The New Image Project - Reducing Student Suspensions
The Reality of Suspensions
ISS (In School Suspension) and OSS (Out of school suspension) are temporary solutions to the problem of student misbehavior. While the teacher is relieved of a student or students for a day or days and feels able to teach the “students who want to learn”, the problem student returns more frustrated and angrier than when he or she was suspended. Especially when students feel that they have been unfairly suspended, it only increases their anger and potential for “defiant” behavior. Students who receive multiple suspensions become frustrated, and begin to feel a sense of helplessness and powerlessness within the school setting. ISS and OSS have profoundly negative effects upon the student’s academic performance and belief in the power of education.
Research (Mendez, 2003; Mendez and Knoff, 2003) shows that:
Suspension does not decrease inappropriate behavior.
Suspension is not a deterrent to either suspended or non-suspended students.
Suspension is pervasive. For some African American students, suspension begins as early as kindergarten and continues through high school.
Suspension leads to repeated suspensions.
Suspension is negatively related to academic achievement.
The most damaging aspect of multiple suspensions is that it puts students at risk for academic failure, dropping out, and delinquency. When students miss instructional time for a day or more, they enter the “academic/discipline” cycle of failure; a natural result of missing direct instruction and classroom activities. With each discipline event and subsequent suspension, the student’s chances of catching up and performing adequately in class are diminished. This cycle of academic/discipline failure will continue unless intervention occurs.
A Persistent Problem
The most recent data (2014) regarding school discipline reveals that the racial discipline gap continues to increase rather than close. Evidence also indicates that most in-school (ISS) and out-of-school (OSS) suspensions are not the result of serious offenses but minor infractions. Finding a way to assist students to avoid engaging in behaviors that lead to minor infractions is crucial.
The New Image Project has a success rate of 82.35% in decreasing student suspensions and referrals through its focus on assisting students with multiple suspensions to learn how to develop self-control, manage emotions, and not respond to “emotional triggers”. The Lessons in Courage and Character Curriculum promotes the development of beliefs, values, attributes, and pro-social skills associated with good character. Students develop seven core skills necessary for self-control and taking responsibility for their own behavior: self-awareness; self-definition; self-determination; self-direction; self-discipline; self-development; and self-reliance.
The New Image Project promotes the development of:
Pro-social attitudes and skills that lessen the possibility of referrals and suspensions.
Historical narrative and storytelling are used to assist students in learning attitudes and skills that lead to the development of an academic identity. Through the story of Obi, an enslaved young man and his friends who escape from slavery and find refuge among the Seminoles of Florida, students develop the skills necessary to take responsibility for their behavior.
The New Image Project consists of three components:
1) Readings from Obi: Seminole Maroon Freedom Fighter (the story of Obi and his flight to freedom);
2) The Lessons in Courage and Character curriculum that contains discussion questions and activities related to the readings, personal growth, and character development;
3) Individual and group projects (i.e., establishing a Maroon garden, foraging for native plants and edible foods, conducting research, writing, artistic, and craft activities.

+++

• **YOUR INSTRUCTIONS**
Answer the following questions using the New Image Project text.
(a) What success rate does the New Image Project report in decreasing student suspensions and referrals?
(b) According to the most recent data (2014), what is happening to the racial discipline gap?
(c) In the story of Obi, among whom do Obi and his friends find refuge after escaping from slavery?

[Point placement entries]
+++

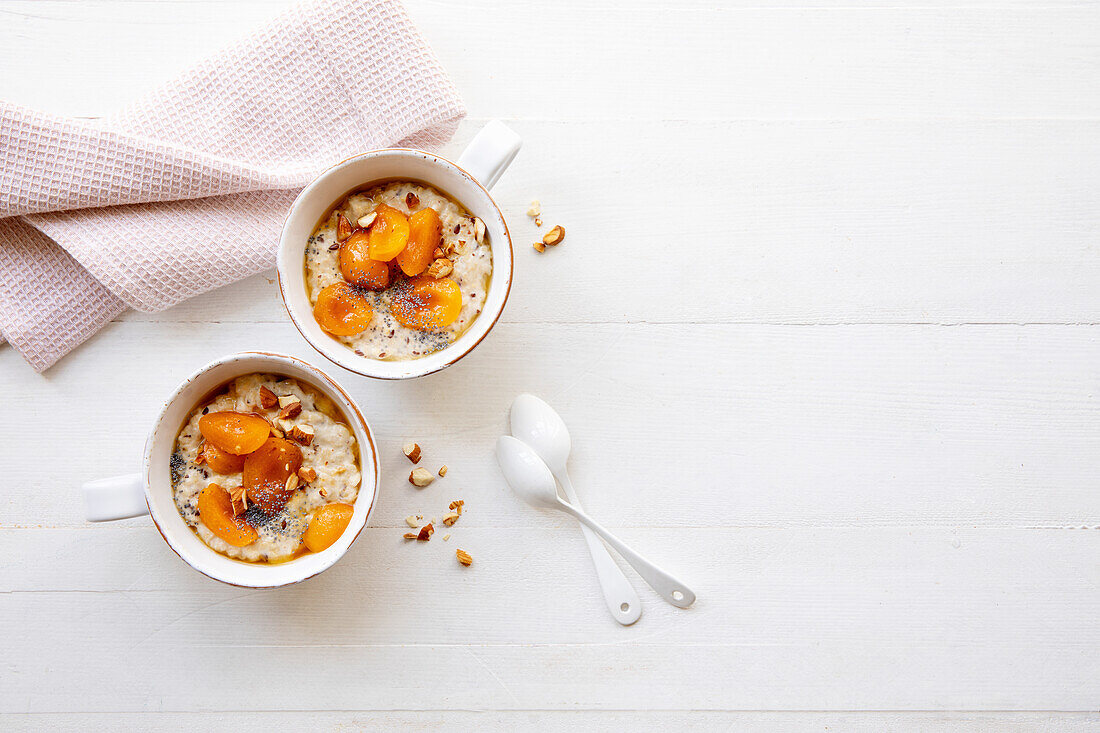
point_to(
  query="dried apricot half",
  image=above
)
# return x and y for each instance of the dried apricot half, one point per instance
(427, 303)
(220, 461)
(234, 433)
(216, 511)
(266, 472)
(326, 526)
(389, 233)
(426, 233)
(356, 265)
(341, 310)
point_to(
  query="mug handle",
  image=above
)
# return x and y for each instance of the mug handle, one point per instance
(118, 498)
(490, 152)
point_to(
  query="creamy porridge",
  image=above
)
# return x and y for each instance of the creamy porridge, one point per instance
(266, 469)
(397, 271)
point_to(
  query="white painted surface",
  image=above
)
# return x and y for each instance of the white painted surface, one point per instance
(825, 329)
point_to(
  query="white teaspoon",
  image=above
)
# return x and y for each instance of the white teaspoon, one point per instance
(539, 426)
(534, 482)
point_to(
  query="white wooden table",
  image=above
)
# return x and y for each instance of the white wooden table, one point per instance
(826, 331)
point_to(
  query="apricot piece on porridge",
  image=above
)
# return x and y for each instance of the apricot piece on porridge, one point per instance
(426, 233)
(389, 233)
(356, 265)
(342, 310)
(221, 461)
(234, 433)
(326, 526)
(427, 303)
(267, 474)
(216, 511)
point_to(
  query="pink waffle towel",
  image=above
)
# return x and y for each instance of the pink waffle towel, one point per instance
(186, 190)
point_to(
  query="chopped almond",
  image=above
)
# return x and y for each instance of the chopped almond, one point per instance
(343, 228)
(301, 434)
(267, 398)
(290, 405)
(554, 236)
(239, 500)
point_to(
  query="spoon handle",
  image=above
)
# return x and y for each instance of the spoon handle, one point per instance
(667, 587)
(619, 594)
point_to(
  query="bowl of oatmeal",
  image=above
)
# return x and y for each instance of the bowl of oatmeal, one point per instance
(261, 471)
(396, 263)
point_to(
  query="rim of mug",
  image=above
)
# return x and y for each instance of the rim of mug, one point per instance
(361, 424)
(351, 361)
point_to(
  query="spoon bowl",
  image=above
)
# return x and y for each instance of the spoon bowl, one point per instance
(540, 426)
(531, 479)
(526, 473)
(537, 424)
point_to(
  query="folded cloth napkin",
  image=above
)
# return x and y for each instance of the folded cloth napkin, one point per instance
(186, 190)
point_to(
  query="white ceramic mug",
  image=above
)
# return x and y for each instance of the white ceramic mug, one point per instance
(150, 492)
(468, 182)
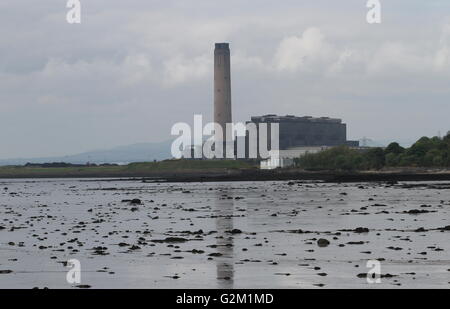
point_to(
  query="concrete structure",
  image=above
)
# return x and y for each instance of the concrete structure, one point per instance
(285, 158)
(222, 88)
(305, 131)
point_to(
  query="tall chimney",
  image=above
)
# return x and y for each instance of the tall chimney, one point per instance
(222, 88)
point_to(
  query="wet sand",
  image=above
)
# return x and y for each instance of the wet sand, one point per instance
(273, 234)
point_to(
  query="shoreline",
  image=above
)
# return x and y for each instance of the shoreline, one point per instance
(231, 175)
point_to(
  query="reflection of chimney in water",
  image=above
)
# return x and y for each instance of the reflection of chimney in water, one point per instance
(224, 208)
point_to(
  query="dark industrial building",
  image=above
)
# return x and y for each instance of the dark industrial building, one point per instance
(306, 131)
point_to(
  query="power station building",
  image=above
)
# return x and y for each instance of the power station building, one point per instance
(294, 132)
(306, 131)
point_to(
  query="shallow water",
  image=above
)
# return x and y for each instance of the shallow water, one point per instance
(47, 222)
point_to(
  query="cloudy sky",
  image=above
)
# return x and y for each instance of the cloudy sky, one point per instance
(133, 68)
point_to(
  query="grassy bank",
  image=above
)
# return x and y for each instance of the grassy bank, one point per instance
(130, 170)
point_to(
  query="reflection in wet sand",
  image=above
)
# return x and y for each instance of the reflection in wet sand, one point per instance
(224, 208)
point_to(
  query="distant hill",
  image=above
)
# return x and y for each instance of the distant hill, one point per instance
(141, 152)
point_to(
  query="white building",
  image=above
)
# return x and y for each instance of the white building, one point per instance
(285, 158)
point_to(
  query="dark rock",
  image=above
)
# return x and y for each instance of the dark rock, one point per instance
(322, 242)
(361, 230)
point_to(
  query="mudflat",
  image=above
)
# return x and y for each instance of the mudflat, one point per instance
(265, 234)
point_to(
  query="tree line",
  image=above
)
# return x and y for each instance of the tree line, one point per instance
(426, 152)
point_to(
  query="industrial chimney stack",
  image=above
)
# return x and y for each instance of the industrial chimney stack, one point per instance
(222, 88)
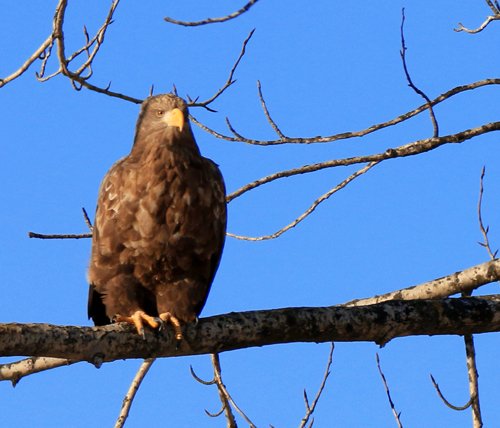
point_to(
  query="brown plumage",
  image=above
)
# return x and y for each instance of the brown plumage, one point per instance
(160, 225)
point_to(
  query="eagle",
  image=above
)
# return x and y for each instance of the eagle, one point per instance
(159, 227)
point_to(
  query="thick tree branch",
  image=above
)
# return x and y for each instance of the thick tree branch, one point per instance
(458, 282)
(378, 323)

+++

• **OUTPUT BELOW**
(a) 82.35%
(b) It continues to increase rather than close.
(c) The Seminoles of Florida